Problems to work on:
**a)** Summarize the food bank passage in two sentences.
**b)** In the food bank passage, turn the paragraph beginning "It's hard to abandon feeding the hungry" into a short bulleted list that keeps its main points.

Source passage:
•••••

This illusion is what seems to give governments the excuse
not to address the more fundamental problem of poverty. In other words,
the assumption is that if society is filled with hungry people,
almost 40 per cent of them children, they will simply
turn to their local food banks.
But Peter Tilley, director of the Ottawa Food Bank, says it wouldn’t
help the hungry if food banks closed their doors: "Our goal is
to put ourselves out of business, but that’s not going to happen
soon."
The organization ships out 12 tonnes of food daily to feed the
hungry around Ottawa.
Tarasuk says that food banks also make it appear that the solution
to the problem is charity and not government action to ensure "a
more just, more equitable distribution of wealth in the population so
that no one is without the resources they need to afford the food that
they need."
For many volunteers and anti-poverty advocates, closing food banks
would be morally objectionable.
“We're a compassionate group and we’re
not turning our back on these hungry people,” says Tilley.
It’s hard to abandon feeding the hungry in the hope that closing
food banks, along with increased political action, would put more pressure
on governments to seek a lasting solution to poverty. The need
for food is in the present; it’s urgent. Government action takes
time.
“I’m not convinced that a rally of the people who work
at the food banks would be enough to change our politicians,” says
Tarasuk.
Food banks across Canada receive practically no funding
from the federal or provincial governments, says Tilley. Most of the
funding comes from private sources.
Marjorie Bencz, director of the Edmonton Food Bank since 1989, says
food banks have created awareness about hunger
and poverty. "If we closed our doors on people, we would make
no difference in terms of long-term solutions to the problems."

•••••

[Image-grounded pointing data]

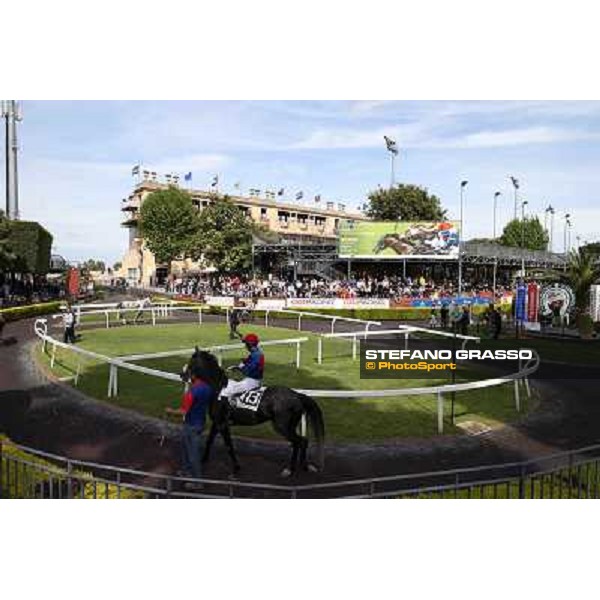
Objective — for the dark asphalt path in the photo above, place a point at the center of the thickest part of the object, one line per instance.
(42, 413)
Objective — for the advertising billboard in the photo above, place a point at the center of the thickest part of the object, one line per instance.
(399, 239)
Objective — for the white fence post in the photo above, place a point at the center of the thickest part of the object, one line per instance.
(111, 375)
(53, 356)
(116, 382)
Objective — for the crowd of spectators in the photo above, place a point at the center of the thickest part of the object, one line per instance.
(393, 287)
(28, 290)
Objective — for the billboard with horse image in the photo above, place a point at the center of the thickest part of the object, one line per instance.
(399, 239)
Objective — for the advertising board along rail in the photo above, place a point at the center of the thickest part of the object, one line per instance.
(333, 319)
(402, 329)
(41, 330)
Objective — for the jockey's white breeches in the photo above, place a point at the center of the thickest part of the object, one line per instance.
(237, 387)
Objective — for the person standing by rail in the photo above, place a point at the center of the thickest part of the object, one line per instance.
(193, 409)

•••••

Exercise solutions:
**a)** The passage says food banks can give governments an excuse not to tackle poverty, and Tarasuk adds that they make charity look like the answer instead of government action to distribute wealth more fairly. Food bank directors Peter Tilley of Ottawa and Marjorie Bencz of Edmonton say closing their doors would not help the hungry or lead to long-term solutions, and the passage notes that the need for food is urgent while government action takes time.

**b)**
- Stopping food aid is hard to justify, even in the hope that closing food banks and adding political action would push governments toward a lasting solution to poverty.
- The need for food is present and urgent.
- Government action takes time.